PubMed 20938677

Referenced in Channelpedia wiki pages of: none

Automatically associated channels: BK , Slo1 , Slo2

Title: Neuronal fast activating and meningeal silent modulatory BK channel splice variants cloned from rat.

Authors: Asser Nyander Poulsen, Inger Jansen-Olesen, Jes Olesen, Dan Arne Klaerke

Journal, date & volume: Pflugers Arch., 2011 Jan , 461, 65-75

PubMed link:

The big conductance calcium-activated K(+) channel (BK) is involved in regulating neuron and smooth muscle cell excitability. Functional diversity of BK is generated by alpha-subunit splice variation and co-expression with beta subunits. Here, we present six different splice combinations cloned from rat brain or cerebral vascular/meningeal tissues, of which at least three variants were previously uncharacterized (X1, X2(92), and X2(188)). An additional variant was identified by polymerase chain reaction but not cloned. Expression in Xenopus oocytes showed that the brain-specific X1 variant displays reduced current, faster activation, and less voltage sensitivity than the insert-less Zero variant. Other cloned variants Strex and Slo27,3 showed slower activation than Zero. The X1 variant contains sequence inserts in the S1-S2 extracellular loop (8 aa), between intracellular domains RCK1 and RCK2 (4 aa at SS1) and upstream of the calcium "bowl" (27 aa at SS4). Two other truncated variants, X2(92) and X2(188), lacking the intracellular C-terminal (stop downstream of S6), were cloned from cerebral vascular/meningeal tissue. They appear non-functional as no current expression was observed, but the X2(92) appeared to slow the activation of the Zero variant when co-expressed. Positive protein expression of X2(92) was observed in oocytes by immunoblotting and fluorescence using a yellow fluorescent protein-tagged construct. The functional characteristics of the X1 variant may be important for a subpopulation of BK channels in the brain, while the "silent" truncated variants X2(92) and X2(188) may play a role as modulators of other BK channel variants in a way similar to well known beta subunits.

**Task instructions**
1. According to the BK channel abstract, how many amino acids long is the X1 variant's insert in the S1-S2 extracellular loop?
2. Repeat the passage of the BK channel abstract word for word, starting with "Referenced in Channelpedia" and going on through "cloned from rat.".
Work only from the BK channel abstract above.

**Records provided**
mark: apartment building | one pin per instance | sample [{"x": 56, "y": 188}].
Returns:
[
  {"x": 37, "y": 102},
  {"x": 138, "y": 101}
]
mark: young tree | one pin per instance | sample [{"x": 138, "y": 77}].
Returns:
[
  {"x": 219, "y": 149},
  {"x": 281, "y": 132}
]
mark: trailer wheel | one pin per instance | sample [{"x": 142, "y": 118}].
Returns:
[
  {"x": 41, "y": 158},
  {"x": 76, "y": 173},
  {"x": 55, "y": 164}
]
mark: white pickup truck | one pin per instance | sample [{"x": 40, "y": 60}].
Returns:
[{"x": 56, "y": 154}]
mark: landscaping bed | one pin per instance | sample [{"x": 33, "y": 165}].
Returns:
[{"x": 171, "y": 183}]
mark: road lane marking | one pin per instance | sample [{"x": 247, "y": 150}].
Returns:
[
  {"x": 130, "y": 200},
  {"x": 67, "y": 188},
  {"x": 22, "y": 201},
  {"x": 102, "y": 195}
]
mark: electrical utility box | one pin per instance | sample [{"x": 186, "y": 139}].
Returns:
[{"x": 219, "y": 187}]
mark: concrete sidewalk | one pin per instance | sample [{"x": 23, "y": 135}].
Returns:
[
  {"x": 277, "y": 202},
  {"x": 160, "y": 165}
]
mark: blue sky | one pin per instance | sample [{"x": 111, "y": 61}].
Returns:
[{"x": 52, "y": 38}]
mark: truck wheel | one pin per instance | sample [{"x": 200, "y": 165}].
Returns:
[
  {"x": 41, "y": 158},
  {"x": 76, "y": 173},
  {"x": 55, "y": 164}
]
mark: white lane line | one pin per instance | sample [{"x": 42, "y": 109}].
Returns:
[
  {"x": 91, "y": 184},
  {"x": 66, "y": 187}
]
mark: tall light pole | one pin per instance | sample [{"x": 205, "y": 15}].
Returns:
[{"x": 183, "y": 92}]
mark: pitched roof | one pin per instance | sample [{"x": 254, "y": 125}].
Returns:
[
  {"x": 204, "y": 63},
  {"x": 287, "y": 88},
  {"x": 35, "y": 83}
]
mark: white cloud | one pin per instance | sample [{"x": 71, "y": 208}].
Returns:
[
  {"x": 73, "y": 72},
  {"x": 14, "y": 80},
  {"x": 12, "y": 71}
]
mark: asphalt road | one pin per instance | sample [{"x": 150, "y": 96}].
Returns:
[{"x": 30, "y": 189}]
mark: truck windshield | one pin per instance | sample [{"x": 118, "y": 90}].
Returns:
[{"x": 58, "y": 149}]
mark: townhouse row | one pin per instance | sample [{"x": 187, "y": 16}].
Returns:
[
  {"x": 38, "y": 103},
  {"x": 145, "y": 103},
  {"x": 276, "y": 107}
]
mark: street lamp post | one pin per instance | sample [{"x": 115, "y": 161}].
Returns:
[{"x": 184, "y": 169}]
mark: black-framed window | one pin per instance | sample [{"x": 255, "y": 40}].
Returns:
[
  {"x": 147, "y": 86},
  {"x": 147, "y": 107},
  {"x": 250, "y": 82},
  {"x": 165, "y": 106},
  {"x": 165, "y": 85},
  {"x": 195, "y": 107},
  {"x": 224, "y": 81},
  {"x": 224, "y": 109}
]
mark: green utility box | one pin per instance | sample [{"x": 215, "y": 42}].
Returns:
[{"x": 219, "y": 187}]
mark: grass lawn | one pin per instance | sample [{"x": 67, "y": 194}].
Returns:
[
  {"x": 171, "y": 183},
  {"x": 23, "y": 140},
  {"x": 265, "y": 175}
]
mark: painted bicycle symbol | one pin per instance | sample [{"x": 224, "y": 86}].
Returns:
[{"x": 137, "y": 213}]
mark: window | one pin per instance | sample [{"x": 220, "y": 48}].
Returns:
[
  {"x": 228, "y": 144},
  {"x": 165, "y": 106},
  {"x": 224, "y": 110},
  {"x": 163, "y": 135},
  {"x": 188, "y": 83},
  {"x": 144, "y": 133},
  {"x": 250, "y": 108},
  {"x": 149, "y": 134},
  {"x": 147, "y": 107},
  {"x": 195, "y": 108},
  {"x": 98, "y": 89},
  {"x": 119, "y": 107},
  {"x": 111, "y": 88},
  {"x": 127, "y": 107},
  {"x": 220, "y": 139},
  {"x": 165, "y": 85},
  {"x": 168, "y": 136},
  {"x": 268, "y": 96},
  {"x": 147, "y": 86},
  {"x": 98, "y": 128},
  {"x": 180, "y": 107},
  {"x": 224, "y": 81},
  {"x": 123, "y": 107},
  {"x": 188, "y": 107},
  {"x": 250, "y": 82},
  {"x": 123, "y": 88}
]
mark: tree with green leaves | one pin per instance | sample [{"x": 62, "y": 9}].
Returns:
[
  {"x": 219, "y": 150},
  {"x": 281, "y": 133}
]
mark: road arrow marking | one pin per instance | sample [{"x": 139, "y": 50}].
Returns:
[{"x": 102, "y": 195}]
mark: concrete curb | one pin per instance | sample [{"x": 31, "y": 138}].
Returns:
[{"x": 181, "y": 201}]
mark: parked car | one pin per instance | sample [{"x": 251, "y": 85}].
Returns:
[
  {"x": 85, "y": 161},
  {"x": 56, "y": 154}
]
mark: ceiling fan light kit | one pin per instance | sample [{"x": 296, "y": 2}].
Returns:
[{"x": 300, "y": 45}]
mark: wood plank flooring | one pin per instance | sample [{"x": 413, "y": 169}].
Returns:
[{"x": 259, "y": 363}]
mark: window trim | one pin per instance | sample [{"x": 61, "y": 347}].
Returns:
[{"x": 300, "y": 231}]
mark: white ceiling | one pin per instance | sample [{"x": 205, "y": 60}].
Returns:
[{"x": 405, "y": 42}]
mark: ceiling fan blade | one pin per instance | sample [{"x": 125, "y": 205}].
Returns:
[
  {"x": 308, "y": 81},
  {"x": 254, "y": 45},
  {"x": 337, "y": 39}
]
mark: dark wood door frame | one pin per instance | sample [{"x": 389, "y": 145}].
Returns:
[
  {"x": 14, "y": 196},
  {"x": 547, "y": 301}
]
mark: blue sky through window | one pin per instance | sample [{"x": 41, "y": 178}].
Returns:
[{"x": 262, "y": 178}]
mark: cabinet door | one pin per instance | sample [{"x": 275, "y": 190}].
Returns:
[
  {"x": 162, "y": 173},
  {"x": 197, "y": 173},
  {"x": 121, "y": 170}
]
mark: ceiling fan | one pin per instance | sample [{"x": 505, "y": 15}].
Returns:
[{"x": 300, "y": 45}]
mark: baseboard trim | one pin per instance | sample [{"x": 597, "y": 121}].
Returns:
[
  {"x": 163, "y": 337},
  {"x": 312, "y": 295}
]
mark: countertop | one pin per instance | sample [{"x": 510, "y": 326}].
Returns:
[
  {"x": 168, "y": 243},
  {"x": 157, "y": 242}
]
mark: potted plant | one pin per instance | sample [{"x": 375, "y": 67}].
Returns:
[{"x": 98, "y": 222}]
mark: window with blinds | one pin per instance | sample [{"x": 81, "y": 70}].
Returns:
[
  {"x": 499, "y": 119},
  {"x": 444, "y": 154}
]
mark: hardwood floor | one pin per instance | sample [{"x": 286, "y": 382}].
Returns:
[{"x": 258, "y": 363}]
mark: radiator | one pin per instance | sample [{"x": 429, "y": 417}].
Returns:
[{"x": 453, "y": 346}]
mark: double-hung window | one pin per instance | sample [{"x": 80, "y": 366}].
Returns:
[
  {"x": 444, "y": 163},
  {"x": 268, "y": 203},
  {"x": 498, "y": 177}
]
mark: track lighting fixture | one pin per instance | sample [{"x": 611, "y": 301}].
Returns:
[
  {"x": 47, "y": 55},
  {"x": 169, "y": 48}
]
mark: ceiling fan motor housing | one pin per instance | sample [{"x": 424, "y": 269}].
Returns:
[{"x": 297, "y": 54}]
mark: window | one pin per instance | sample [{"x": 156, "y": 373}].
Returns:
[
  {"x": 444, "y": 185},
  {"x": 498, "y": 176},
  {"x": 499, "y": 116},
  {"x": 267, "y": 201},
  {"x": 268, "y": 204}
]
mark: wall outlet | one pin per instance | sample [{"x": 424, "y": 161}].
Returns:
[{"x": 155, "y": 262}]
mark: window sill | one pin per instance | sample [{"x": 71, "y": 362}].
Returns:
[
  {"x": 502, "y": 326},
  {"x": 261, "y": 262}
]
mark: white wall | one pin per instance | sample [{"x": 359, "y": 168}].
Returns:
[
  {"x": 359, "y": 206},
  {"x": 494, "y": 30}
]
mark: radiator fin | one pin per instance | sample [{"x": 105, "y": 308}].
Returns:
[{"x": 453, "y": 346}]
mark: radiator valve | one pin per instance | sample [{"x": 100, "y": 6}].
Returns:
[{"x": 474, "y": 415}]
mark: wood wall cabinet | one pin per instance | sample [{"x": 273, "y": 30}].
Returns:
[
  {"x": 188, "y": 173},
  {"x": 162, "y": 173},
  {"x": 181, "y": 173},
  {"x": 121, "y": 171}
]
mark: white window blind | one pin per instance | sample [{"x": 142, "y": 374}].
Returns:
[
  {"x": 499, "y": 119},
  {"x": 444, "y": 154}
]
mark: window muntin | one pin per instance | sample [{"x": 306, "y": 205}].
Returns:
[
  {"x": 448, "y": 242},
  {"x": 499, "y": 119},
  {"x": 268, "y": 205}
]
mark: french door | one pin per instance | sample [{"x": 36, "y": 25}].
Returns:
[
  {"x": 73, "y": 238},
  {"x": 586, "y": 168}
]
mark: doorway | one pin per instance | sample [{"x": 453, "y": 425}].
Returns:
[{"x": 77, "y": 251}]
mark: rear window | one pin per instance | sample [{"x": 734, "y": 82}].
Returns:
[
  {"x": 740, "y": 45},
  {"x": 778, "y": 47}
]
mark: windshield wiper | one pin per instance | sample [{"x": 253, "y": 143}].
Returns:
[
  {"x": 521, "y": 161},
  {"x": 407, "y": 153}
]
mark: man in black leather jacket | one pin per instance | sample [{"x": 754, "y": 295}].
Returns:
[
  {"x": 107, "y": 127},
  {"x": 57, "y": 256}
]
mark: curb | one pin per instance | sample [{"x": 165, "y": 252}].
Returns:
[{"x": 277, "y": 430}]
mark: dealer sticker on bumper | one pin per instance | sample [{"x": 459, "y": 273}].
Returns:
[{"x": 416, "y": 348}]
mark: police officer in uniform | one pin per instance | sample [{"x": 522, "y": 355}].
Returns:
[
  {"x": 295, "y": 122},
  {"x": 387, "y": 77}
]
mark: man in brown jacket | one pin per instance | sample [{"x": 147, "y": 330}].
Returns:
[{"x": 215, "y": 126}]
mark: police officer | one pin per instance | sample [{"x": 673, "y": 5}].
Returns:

**Solution set**
1. 8 amino acids.

2.
Referenced in Channelpedia wiki pages of: none

Automatically associated channels: BK , Slo1 , Slo2

Title: Neuronal fast activating and meningeal silent modulatory BK channel splice variants cloned from rat.